━━━━━ Supplied text
"Tony, it's taken me 37 years to get this fucked up. I'm betting it will take more than a week to make me okay."
Reviewed by: Brady Dale Russell
Brady was sent this book in the mail by its publisher, Insomniac Press, in Ontario, Canada. Brady has never met Joe. And, in terms of hunting trips and shooting either deer or lawyers or even good friends, it is unlikely that either Joe or Brady have met Dick Cheyney. With luck, they never will.
Insomnia Press published this book. You can find more of their books at www.insomniacpress.com). The book is also available on Amazon. You can find Brady Russell's site link in our links section. Joe's personal site is located at www.wagpress.net.
Lately I've been talking about things in terms of whether or not they are good for America or bad for America. Usually, I prefer identifying the things I see as "good for America." For example, if I see a movie in which an anti-hero type takes an amusingly sadistic pleasure out of beating the crap out of some government functionary, I say: "that's good for America." Or, if I eat a donut that somehow hits me just the right way, I say it was "good for America." Or if someone gets really, really drunk and makes an impressive ass out of himself by hitting on a woman who's totally out of his league only to take a sweeping bow that everyone can see after she (amazingly) grants him the digits, I say, with great reverence, that that it's "good for America."
The point being that I never really like to say anything is good or bad for America if it actually does have any clear or meaningful link to nation, nationhood or our political moment. In fact, you could even argue that I don't usually tend to say anything is good for America if it might be possible to make any argument under any circumstances that the thing actually did benefit America.
Because if you could it wouldn't be funny to say whatever-random-ass-thing was good for America.
It's only slightly more ironic, then, that I found myself trying to decide un-ironically whether or not Joe Ollman's collection of graphic short stories, this will all end in tears, was good for America, since Ollman is Canadian and probably finds America pretty annoying. I mean, we could get all technical about it and say that Canada is also part of America, depending on how you define the thing, but we all know that no one thinks about Canada when they think about America. When they think about America they think about Jazz. Okay, they think about NASCAR and guns, but the point is that whatever you think about when you think about America, it probably doesn't have anything to do with Canada because we are two pretty different states of mind.
In fact, no one thinks about Canada when they think about America because, let's face it, no one really thinks about Canada.
Unless you're talking about comedy. Then we're pretty much on the same
page. Canucks can be pretty funny.
Not that this will all end in tears is exactly funny. John Candy was funny. this will all end in tears is mostly depressing and disturbing. But it's depressing and disturbing with a comic sensibility, sort of like the movie Happiness, only the book strays a little too far in the grotesque and ugly to really maintain an ironic comedic tone - plus it doesn't have a dorky little kid who can't jerk off. If nothing else in this world is funny anymore one day, little kids who can't jerk off will still make me laugh.
━━━━━━━━━━
━━━━━ Listed entries
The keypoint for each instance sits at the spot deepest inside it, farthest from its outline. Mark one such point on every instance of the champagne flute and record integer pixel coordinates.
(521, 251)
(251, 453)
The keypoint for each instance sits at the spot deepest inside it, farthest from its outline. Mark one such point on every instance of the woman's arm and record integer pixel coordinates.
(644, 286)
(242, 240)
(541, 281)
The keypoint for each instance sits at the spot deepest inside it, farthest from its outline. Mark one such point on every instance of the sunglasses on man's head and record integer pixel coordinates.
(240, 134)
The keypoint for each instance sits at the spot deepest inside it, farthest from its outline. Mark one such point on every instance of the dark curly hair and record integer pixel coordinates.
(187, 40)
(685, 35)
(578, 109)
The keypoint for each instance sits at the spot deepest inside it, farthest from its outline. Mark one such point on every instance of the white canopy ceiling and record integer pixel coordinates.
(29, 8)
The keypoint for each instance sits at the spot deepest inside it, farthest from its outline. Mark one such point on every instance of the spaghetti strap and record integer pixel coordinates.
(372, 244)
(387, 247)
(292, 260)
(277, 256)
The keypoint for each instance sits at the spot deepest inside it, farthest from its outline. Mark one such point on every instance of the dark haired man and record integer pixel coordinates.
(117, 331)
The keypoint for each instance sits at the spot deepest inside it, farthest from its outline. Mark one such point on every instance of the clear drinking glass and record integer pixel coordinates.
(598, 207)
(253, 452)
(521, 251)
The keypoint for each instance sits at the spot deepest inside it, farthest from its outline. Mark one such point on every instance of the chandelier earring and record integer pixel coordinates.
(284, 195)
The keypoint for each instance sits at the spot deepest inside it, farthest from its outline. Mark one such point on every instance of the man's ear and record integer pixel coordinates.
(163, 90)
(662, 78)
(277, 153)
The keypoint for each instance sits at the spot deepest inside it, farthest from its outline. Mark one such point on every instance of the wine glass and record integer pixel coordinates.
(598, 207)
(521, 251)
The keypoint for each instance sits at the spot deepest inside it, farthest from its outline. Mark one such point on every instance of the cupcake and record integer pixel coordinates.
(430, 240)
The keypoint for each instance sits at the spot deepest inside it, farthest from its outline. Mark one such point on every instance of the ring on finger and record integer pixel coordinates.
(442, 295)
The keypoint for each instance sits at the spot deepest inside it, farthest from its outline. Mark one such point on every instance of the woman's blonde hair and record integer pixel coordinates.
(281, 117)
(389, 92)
━━━━━━━━━━
━━━━━ Listed entries
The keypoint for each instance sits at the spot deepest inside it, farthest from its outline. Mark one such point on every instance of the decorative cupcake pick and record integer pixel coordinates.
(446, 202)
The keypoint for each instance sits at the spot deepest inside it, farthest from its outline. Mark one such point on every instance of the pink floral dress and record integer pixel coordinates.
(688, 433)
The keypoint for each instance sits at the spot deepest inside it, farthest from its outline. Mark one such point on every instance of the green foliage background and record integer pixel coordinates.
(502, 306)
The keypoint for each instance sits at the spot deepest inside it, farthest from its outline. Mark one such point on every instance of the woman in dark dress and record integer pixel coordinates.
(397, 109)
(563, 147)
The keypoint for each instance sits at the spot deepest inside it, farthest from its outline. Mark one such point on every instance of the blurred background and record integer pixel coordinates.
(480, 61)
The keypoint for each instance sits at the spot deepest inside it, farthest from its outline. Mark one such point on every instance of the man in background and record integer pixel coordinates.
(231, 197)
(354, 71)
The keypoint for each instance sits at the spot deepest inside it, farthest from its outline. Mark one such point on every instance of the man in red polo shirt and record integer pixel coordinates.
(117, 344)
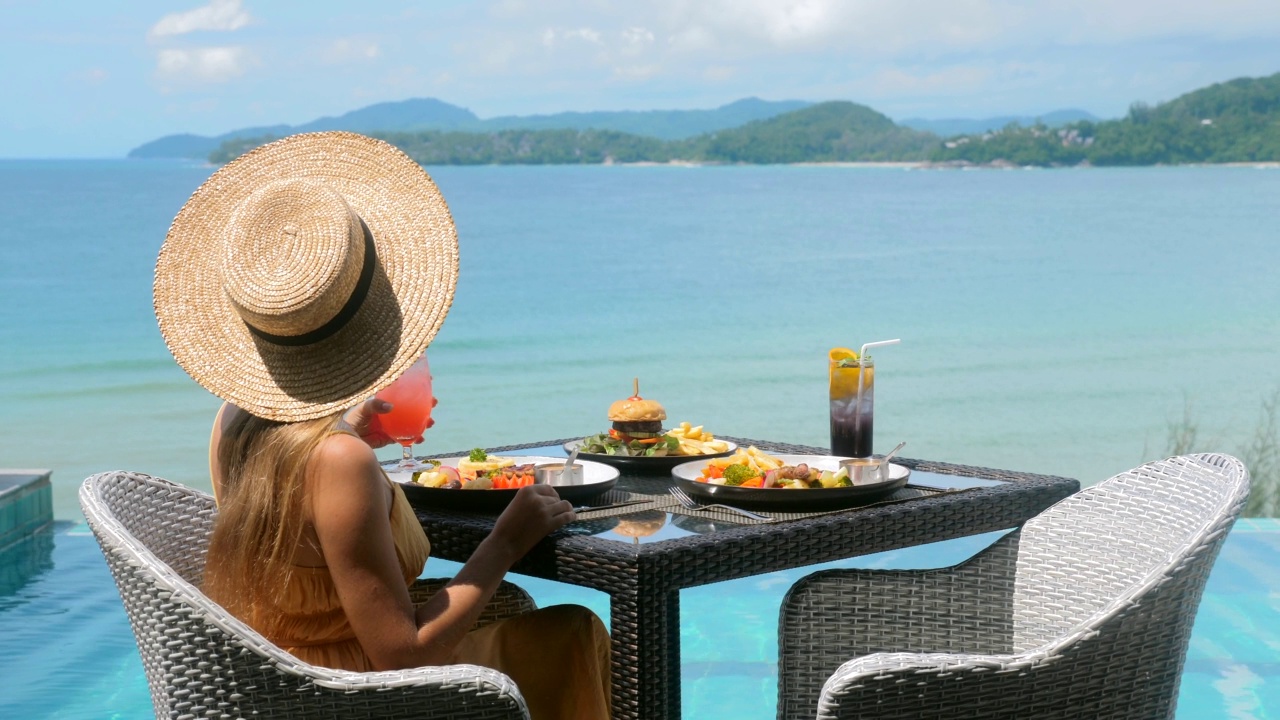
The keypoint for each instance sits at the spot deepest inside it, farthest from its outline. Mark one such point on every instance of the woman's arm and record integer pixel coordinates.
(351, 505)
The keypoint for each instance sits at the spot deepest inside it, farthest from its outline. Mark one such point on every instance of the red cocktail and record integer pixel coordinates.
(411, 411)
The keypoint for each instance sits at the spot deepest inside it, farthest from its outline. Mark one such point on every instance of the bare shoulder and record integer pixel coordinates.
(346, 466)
━━━━━━━━━━
Required tasks:
#1 Please extract everything in the book review from "Unless you're talking" down to "make me laugh.".
#2 According to the book review, which movie does the reviewer compare this will all end in tears to?
#3 Carry on the book review from its last sentence.
The records have nothing to do with what is asked here.

Responses in order:
#1
Unless you're talking about comedy. Then we're pretty much on the same
page. Canucks can be pretty funny.
Not that this will all end in tears is exactly funny. John Candy was funny. this will all end in tears is mostly depressing and disturbing. But it's depressing and disturbing with a comic sensibility, sort of like the movie Happiness, only the book strays a little too far in the grotesque and ugly to really maintain an ironic comedic tone - plus it doesn't have a dorky little kid who can't jerk off. If nothing else in this world is funny anymore one day, little kids who can't jerk off will still make me laugh.

#2 Happiness.

#3
What's not funny are chubby near-middle-aged women who have crushes on guys with bad skin only because maybe Mr. Bad-skin-spare-tire-belly
might sleep with her once he realizes that he's not exactly Tom Cruise. Well, I guess that is sort of funny, especially when Ollman shows his porcine main character all bug-eyed as she kills herself on an exercise bike in her basement so she can drop a few ounces that she never manages to drop. That's funny. Only you feel guilty laughing because this character is one sad girl who hasn't done anyone any harm. So you don't exactly laugh but you do sort of secretly giggle and it's not like anyone will blame you because they see you're reading a comic, and comics are supposed to be funny, right? They don't know you're laughing at a lonely girl.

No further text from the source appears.